## Task requirements
Pull out each line of the items below that contains the string "blue". Case counts.
————————
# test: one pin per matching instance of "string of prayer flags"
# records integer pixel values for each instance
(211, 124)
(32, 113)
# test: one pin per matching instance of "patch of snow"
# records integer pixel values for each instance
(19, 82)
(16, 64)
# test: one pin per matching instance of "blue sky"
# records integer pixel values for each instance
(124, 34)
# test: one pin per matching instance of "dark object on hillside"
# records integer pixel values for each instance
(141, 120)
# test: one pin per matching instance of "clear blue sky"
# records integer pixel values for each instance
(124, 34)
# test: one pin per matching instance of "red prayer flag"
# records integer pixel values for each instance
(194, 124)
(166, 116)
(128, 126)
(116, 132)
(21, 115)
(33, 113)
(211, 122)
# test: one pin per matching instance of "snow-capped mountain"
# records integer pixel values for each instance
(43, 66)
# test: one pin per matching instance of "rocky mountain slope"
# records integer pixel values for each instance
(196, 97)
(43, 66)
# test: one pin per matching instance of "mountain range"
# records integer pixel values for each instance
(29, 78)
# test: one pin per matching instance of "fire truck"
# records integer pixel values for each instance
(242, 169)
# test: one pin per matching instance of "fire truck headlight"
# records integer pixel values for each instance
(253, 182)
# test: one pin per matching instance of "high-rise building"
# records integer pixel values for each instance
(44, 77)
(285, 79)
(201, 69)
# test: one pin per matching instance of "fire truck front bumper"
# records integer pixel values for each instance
————————
## Task solution
# test: one pin per matching instance of "blue sky"
# test: one pin per matching instance of "clear blue sky"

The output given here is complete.